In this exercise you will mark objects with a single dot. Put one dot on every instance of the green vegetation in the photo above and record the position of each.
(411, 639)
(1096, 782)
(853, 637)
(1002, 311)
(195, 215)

=-=-=-=-=

◆ **Requirement**
Output the records above as a two-column CSV with a header row naming the columns instruction and response. Write one row per record, put each field in double quotes, and replace any line breaks inside a field with spaces.

◆ **Answer**
instruction,response
"In this exercise you will mark objects with a single dot. Put one dot on every instance of the green vegetation in the photo above and record the position of each.","(411, 639) (1096, 782) (853, 637) (1002, 311) (195, 215)"